[WORK TO BE COMPLETED] Please restate each line of the data below exactly. Omit all images.
---
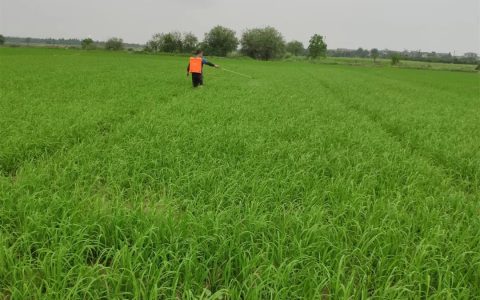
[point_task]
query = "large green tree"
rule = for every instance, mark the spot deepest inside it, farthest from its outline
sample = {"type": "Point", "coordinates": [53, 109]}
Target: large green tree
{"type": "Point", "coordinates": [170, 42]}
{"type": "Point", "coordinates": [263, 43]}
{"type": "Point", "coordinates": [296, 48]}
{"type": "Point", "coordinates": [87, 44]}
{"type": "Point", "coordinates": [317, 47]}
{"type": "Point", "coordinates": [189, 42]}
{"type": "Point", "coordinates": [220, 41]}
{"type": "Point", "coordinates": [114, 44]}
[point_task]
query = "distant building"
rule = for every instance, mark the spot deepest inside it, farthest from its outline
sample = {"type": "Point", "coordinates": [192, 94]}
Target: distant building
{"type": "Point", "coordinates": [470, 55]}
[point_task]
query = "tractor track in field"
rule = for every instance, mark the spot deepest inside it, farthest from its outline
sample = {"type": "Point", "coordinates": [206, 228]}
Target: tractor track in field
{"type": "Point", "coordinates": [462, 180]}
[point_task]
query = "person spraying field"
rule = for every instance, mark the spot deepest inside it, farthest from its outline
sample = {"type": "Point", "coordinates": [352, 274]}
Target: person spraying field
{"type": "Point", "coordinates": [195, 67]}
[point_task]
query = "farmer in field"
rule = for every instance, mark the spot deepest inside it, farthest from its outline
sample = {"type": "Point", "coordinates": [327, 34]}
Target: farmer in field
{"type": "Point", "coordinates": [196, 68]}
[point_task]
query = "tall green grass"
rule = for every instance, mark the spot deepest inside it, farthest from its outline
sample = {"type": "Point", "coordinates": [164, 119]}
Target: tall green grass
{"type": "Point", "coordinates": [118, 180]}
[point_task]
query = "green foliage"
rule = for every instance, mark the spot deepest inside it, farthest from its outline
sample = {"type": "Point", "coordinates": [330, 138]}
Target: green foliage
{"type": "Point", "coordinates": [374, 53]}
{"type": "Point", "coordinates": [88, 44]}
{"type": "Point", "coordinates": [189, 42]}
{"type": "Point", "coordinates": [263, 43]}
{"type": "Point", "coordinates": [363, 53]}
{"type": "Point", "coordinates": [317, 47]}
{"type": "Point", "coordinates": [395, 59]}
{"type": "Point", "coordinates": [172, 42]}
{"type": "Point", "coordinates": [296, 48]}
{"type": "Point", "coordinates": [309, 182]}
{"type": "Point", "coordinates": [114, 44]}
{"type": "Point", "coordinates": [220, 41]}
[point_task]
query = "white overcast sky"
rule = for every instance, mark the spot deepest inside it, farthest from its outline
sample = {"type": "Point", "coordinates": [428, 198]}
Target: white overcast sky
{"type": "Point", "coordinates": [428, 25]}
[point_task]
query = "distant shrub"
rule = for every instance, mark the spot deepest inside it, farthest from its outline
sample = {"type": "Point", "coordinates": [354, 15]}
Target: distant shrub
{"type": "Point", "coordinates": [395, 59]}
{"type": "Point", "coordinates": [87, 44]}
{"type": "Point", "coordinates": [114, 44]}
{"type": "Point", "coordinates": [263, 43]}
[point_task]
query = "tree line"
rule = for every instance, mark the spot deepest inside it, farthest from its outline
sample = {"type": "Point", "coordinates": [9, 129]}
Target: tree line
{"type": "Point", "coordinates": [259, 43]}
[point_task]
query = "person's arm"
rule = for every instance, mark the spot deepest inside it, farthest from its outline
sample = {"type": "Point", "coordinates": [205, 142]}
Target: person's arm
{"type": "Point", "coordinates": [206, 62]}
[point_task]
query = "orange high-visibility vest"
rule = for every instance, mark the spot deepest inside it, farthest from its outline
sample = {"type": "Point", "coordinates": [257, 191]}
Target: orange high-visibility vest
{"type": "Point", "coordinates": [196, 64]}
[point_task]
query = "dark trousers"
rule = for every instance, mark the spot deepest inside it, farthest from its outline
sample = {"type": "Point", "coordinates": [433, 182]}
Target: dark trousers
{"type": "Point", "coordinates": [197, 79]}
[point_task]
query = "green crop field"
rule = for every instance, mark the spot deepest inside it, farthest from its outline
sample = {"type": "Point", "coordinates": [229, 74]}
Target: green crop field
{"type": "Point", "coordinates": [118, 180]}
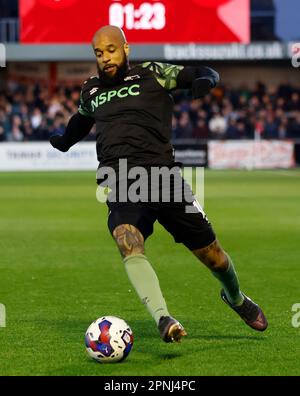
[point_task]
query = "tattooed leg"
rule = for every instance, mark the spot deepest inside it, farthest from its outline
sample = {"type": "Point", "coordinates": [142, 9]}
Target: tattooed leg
---
[SOLVED PROBLEM]
[point_task]
query = "large green tree"
rule = for every instance, mark the spot deepest inside it, farthest from its outline
sample = {"type": "Point", "coordinates": [53, 109]}
Target: large green tree
{"type": "Point", "coordinates": [170, 42]}
{"type": "Point", "coordinates": [263, 43]}
{"type": "Point", "coordinates": [296, 48]}
{"type": "Point", "coordinates": [87, 44]}
{"type": "Point", "coordinates": [317, 47]}
{"type": "Point", "coordinates": [189, 42]}
{"type": "Point", "coordinates": [220, 41]}
{"type": "Point", "coordinates": [114, 44]}
[point_task]
query = "distant building"
rule = for every instance, mark the spot deepest inside it, farthest from its outline
sample = {"type": "Point", "coordinates": [192, 94]}
Target: distant building
{"type": "Point", "coordinates": [470, 55]}
[point_task]
query = "tractor track in field"
rule = for every instance, mark the spot deepest inside it, farthest from its outline
sample = {"type": "Point", "coordinates": [206, 228]}
Target: tractor track in field
{"type": "Point", "coordinates": [462, 180]}
[point_task]
query = "person spraying field"
rule = for every instance, mark the spot deepest inside it, farthest from its outline
sample = {"type": "Point", "coordinates": [352, 274]}
Target: person spraying field
{"type": "Point", "coordinates": [195, 67]}
[point_task]
query = "farmer in field"
rule = for every instance, mark the spot deepest inside it, farthest from its outline
sample = {"type": "Point", "coordinates": [327, 34]}
Target: farmer in field
{"type": "Point", "coordinates": [196, 68]}
[point_task]
query = "tall green grass"
rule = for every instance, mark the spot deepest inside it, farthest from its outline
sample = {"type": "Point", "coordinates": [164, 119]}
Target: tall green grass
{"type": "Point", "coordinates": [118, 180]}
[point_task]
query = "green foliage"
rule = for every instance, mark the spot deepest inside it, farthest from its outline
sample = {"type": "Point", "coordinates": [330, 138]}
Target: green foliage
{"type": "Point", "coordinates": [374, 53]}
{"type": "Point", "coordinates": [88, 44]}
{"type": "Point", "coordinates": [189, 42]}
{"type": "Point", "coordinates": [263, 43]}
{"type": "Point", "coordinates": [363, 53]}
{"type": "Point", "coordinates": [317, 47]}
{"type": "Point", "coordinates": [395, 59]}
{"type": "Point", "coordinates": [172, 42]}
{"type": "Point", "coordinates": [296, 48]}
{"type": "Point", "coordinates": [309, 182]}
{"type": "Point", "coordinates": [114, 44]}
{"type": "Point", "coordinates": [220, 41]}
[point_task]
query = "white overcast sky"
rule = for every instance, mark the spot deepest inside it, farthest from its outline
sample = {"type": "Point", "coordinates": [428, 198]}
Target: white overcast sky
{"type": "Point", "coordinates": [428, 25]}
[point_task]
query = "distant shrub"
rule = for every instance, mark the spot deepest inside it, farthest from its outline
sample = {"type": "Point", "coordinates": [354, 15]}
Target: distant shrub
{"type": "Point", "coordinates": [395, 59]}
{"type": "Point", "coordinates": [87, 44]}
{"type": "Point", "coordinates": [114, 44]}
{"type": "Point", "coordinates": [263, 43]}
[point_task]
query = "tree line"
rule = for every instance, mark the spot deepest inside it, farthest from its outline
sample = {"type": "Point", "coordinates": [9, 129]}
Target: tree line
{"type": "Point", "coordinates": [259, 43]}
[point_task]
query = "person's arm"
rule = for every instance, mark the spot deepest inside it, farthest from its outline
sample = {"type": "Point", "coordinates": [205, 142]}
Target: person's arm
{"type": "Point", "coordinates": [206, 62]}
[point_task]
query = "orange high-visibility vest"
rule = for every instance, mark the spot deepest inside it, farthest from its outline
sample = {"type": "Point", "coordinates": [257, 191]}
Target: orange high-visibility vest
{"type": "Point", "coordinates": [196, 64]}
[point_task]
query = "dark trousers"
rule = for every instance, mark the spot deepest inside it, farthest from its outline
sample = {"type": "Point", "coordinates": [433, 182]}
Target: dark trousers
{"type": "Point", "coordinates": [197, 79]}
[point_task]
query = "green crop field"
rule = for every instance, mark the spot deepest inside it, farthest from its outline
sample = {"type": "Point", "coordinates": [229, 74]}
Target: green crop field
{"type": "Point", "coordinates": [118, 180]}
[point_task]
query = "tattooed leg"
rule = for every instance, mark the spot deepest inside it, farthest from its outline
sample = {"type": "Point", "coordinates": [142, 9]}
Target: tattooed leg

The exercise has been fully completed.